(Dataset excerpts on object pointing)
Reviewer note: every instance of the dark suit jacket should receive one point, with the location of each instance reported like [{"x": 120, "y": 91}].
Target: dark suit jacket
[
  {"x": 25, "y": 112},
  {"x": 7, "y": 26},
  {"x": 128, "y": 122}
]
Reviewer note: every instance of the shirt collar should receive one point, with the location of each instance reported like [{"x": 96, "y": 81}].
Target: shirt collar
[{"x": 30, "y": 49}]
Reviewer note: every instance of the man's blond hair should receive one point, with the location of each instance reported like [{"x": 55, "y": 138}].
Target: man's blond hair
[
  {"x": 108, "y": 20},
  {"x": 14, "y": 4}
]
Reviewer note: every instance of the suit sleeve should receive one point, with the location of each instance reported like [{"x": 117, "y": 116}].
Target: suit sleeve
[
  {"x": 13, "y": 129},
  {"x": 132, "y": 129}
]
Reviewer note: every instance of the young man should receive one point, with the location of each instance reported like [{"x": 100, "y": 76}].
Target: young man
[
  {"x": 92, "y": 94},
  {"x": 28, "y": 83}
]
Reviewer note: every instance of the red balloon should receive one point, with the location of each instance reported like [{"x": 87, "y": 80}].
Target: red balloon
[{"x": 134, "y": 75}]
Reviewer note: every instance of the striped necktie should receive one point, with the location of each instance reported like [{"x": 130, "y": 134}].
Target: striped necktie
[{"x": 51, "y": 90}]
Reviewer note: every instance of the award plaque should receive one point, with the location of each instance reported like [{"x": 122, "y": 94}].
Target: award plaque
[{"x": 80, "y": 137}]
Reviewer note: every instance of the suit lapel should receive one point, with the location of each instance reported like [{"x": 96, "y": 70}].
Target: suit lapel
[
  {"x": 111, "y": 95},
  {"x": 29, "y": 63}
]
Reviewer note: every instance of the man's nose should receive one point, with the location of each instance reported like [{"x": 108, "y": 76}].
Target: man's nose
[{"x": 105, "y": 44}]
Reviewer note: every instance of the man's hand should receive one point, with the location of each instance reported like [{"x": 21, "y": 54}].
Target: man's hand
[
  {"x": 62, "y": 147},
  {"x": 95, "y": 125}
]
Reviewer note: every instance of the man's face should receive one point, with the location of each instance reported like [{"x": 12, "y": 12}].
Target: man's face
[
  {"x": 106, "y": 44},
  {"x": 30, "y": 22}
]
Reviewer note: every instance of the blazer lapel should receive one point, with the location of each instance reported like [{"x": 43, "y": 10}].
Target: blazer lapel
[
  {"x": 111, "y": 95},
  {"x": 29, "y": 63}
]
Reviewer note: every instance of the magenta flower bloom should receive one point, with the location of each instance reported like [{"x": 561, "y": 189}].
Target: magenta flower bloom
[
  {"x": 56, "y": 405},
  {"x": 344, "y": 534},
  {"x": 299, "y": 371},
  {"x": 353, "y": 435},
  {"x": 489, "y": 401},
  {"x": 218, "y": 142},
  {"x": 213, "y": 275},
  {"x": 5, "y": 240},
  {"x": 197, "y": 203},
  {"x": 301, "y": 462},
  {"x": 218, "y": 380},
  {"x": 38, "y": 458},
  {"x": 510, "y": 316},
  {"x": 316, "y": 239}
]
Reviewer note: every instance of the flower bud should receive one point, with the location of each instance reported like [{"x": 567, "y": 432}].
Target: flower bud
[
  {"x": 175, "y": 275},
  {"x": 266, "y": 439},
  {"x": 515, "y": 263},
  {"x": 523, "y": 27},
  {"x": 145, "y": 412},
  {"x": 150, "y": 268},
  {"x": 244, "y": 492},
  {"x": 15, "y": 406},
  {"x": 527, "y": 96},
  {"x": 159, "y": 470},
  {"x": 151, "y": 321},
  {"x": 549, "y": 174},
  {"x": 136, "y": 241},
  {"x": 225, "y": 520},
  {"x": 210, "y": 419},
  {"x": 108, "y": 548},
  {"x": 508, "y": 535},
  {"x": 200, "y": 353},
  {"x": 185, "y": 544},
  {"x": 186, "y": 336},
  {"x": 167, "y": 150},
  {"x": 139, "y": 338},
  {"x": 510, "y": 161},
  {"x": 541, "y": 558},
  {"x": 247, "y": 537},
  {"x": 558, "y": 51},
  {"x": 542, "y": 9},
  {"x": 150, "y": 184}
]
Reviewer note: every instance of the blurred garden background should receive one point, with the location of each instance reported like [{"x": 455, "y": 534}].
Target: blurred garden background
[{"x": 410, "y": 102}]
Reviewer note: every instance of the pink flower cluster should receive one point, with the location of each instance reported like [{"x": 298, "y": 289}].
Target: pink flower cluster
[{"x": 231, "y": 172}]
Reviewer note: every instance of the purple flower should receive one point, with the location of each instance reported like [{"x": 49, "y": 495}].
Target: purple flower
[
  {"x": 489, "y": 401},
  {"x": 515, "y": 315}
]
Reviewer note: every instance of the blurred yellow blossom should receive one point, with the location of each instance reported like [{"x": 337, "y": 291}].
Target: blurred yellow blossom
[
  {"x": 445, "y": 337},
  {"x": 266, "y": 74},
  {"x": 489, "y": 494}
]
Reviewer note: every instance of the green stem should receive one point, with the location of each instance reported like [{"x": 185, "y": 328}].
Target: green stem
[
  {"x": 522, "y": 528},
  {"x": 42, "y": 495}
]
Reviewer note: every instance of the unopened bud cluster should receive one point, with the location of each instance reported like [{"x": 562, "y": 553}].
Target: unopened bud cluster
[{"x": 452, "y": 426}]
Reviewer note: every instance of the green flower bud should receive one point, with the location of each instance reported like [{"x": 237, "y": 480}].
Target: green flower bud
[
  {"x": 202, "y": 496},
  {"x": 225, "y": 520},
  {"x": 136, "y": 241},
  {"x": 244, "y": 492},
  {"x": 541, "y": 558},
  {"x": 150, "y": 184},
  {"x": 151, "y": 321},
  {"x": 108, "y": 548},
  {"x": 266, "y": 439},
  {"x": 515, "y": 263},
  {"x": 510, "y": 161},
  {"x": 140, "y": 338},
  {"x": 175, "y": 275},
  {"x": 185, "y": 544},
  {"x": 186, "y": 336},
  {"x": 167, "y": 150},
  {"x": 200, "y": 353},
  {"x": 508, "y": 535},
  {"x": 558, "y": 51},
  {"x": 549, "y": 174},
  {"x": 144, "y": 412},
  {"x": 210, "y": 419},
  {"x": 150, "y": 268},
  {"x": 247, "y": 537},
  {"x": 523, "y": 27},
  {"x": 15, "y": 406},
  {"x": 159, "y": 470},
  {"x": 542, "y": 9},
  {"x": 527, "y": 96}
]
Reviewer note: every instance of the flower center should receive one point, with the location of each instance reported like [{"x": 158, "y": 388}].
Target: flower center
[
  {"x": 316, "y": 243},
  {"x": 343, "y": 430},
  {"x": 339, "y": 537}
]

**EXERCISE AIM**
Your task is to reproduce the whole listing exactly.

**REPLY**
Reviewer note: every instance of the dark suit jacket should receive one point, with the location of each instance reported like [{"x": 120, "y": 91}].
Target: dark suit jacket
[
  {"x": 25, "y": 112},
  {"x": 7, "y": 26},
  {"x": 128, "y": 122}
]
Reviewer note: every instance of the shirt collar should receive one point, with the location of each instance reported like [{"x": 96, "y": 81}].
Target: shirt collar
[{"x": 30, "y": 49}]
Reviewer note: every instance of the man's blond hair should receive one point, with the location of each instance reported like [{"x": 55, "y": 138}].
Target: man's blond hair
[
  {"x": 108, "y": 20},
  {"x": 14, "y": 4}
]
Reviewer note: every instance of the suit sleeve should receive one point, with the location of each instance reported like [{"x": 117, "y": 116}].
Target: suit sleeve
[
  {"x": 13, "y": 129},
  {"x": 132, "y": 129}
]
Reviewer note: every instance of the young man should receive one point, with the location of each instance reported like [{"x": 100, "y": 76}].
Target: young man
[
  {"x": 92, "y": 94},
  {"x": 28, "y": 83}
]
Reviewer note: every instance of the red balloon should receive one point, with the location of each instance reported like [{"x": 87, "y": 80}].
Target: red balloon
[{"x": 134, "y": 75}]
Reviewer note: every instance of the striped necktie should receive one point, with the location of each instance reported like [{"x": 130, "y": 134}].
Target: striped necktie
[{"x": 51, "y": 90}]
Reviewer note: every instance of the award plaque should receive one point, with the location of each instance reported like [{"x": 122, "y": 94}].
Target: award plaque
[{"x": 80, "y": 137}]
Reviewer note: every instance of the suit lapel should receive one point, with the location of each instance reported like [{"x": 96, "y": 70}].
Target: suit lapel
[
  {"x": 111, "y": 95},
  {"x": 29, "y": 63}
]
Reviewer note: every instance of the man's nose should receive one point, with the location of each instance reported like [{"x": 108, "y": 76}].
Target: man's nose
[{"x": 105, "y": 44}]
Reviewer note: every instance of the man's hand should receive one point, with the location of each instance reported like [{"x": 21, "y": 54}].
Target: man's hand
[
  {"x": 62, "y": 147},
  {"x": 95, "y": 125}
]
Reviewer note: every instance of the man's face should receive one point, with the location of each instance reported like [{"x": 12, "y": 12}].
Target: man's face
[
  {"x": 106, "y": 44},
  {"x": 30, "y": 22}
]
Reviewer note: every instance of the blazer lapel should receive one point, with the location of each instance reported like [{"x": 43, "y": 10}].
Target: blazer lapel
[
  {"x": 111, "y": 95},
  {"x": 29, "y": 63}
]
Reviewer note: every instance of the magenta flower bloom should receive one point, with the location of each instance reported like [{"x": 561, "y": 189}].
Target: magenta flower bloom
[
  {"x": 56, "y": 405},
  {"x": 344, "y": 534},
  {"x": 299, "y": 371},
  {"x": 353, "y": 435},
  {"x": 489, "y": 401},
  {"x": 218, "y": 142},
  {"x": 213, "y": 275},
  {"x": 5, "y": 240},
  {"x": 197, "y": 203},
  {"x": 301, "y": 462},
  {"x": 218, "y": 380},
  {"x": 38, "y": 458},
  {"x": 510, "y": 316},
  {"x": 316, "y": 239}
]
Reviewer note: every instance of the flower bud should receive one point, with the location of each instance reported like [{"x": 567, "y": 432}].
Target: flower bud
[
  {"x": 175, "y": 275},
  {"x": 266, "y": 439},
  {"x": 515, "y": 263},
  {"x": 523, "y": 27},
  {"x": 145, "y": 412},
  {"x": 150, "y": 268},
  {"x": 244, "y": 492},
  {"x": 15, "y": 406},
  {"x": 527, "y": 96},
  {"x": 159, "y": 470},
  {"x": 151, "y": 321},
  {"x": 549, "y": 174},
  {"x": 136, "y": 241},
  {"x": 225, "y": 520},
  {"x": 210, "y": 419},
  {"x": 108, "y": 548},
  {"x": 508, "y": 535},
  {"x": 200, "y": 353},
  {"x": 185, "y": 544},
  {"x": 186, "y": 336},
  {"x": 167, "y": 150},
  {"x": 139, "y": 338},
  {"x": 510, "y": 161},
  {"x": 541, "y": 558},
  {"x": 247, "y": 537},
  {"x": 558, "y": 51},
  {"x": 542, "y": 9},
  {"x": 150, "y": 184}
]
Reviewer note: every instance of the blurred garden background should receive one point, with the location of each instance reported like [{"x": 455, "y": 534}].
Target: blurred garden background
[{"x": 410, "y": 102}]
Reviewer note: every instance of the pink flower cluster should receive one point, with the location of each instance reported like [{"x": 298, "y": 289}].
Target: pink flower cluster
[{"x": 231, "y": 172}]
Reviewer note: every instance of the purple flower should receive one point, with the location of each instance reported like [{"x": 49, "y": 495}].
Target: purple flower
[
  {"x": 489, "y": 401},
  {"x": 515, "y": 315}
]
Reviewer note: every instance of the blurred yellow blossom should receive one point, with the location of each instance reported like [{"x": 337, "y": 291}].
Target: blurred yellow blossom
[
  {"x": 445, "y": 337},
  {"x": 266, "y": 74},
  {"x": 489, "y": 494}
]
Reviewer note: every instance of the green stem should receive one point, with the location of each instance reported like [{"x": 185, "y": 328}].
Target: green stem
[
  {"x": 522, "y": 528},
  {"x": 42, "y": 495}
]
Reviewer note: every instance of the unopened bud cluster should receive one point, with the location of each instance reported like [{"x": 562, "y": 553}].
Target: unopened bud cluster
[{"x": 452, "y": 426}]
Reviewer note: every instance of the green flower bud should receive one point, with the location of each instance reported like [{"x": 237, "y": 480}].
Target: green flower bud
[
  {"x": 202, "y": 496},
  {"x": 225, "y": 520},
  {"x": 136, "y": 241},
  {"x": 244, "y": 492},
  {"x": 541, "y": 558},
  {"x": 150, "y": 184},
  {"x": 151, "y": 321},
  {"x": 108, "y": 548},
  {"x": 266, "y": 439},
  {"x": 515, "y": 263},
  {"x": 510, "y": 161},
  {"x": 140, "y": 338},
  {"x": 175, "y": 275},
  {"x": 185, "y": 544},
  {"x": 186, "y": 336},
  {"x": 167, "y": 150},
  {"x": 200, "y": 353},
  {"x": 508, "y": 535},
  {"x": 558, "y": 51},
  {"x": 549, "y": 174},
  {"x": 144, "y": 412},
  {"x": 210, "y": 419},
  {"x": 150, "y": 268},
  {"x": 247, "y": 537},
  {"x": 523, "y": 27},
  {"x": 15, "y": 406},
  {"x": 159, "y": 470},
  {"x": 542, "y": 9},
  {"x": 527, "y": 96}
]
Reviewer note: every instance of the flower center should receive one point, with the location of each instance reported like [{"x": 158, "y": 388}].
Target: flower center
[
  {"x": 316, "y": 243},
  {"x": 343, "y": 430},
  {"x": 339, "y": 537}
]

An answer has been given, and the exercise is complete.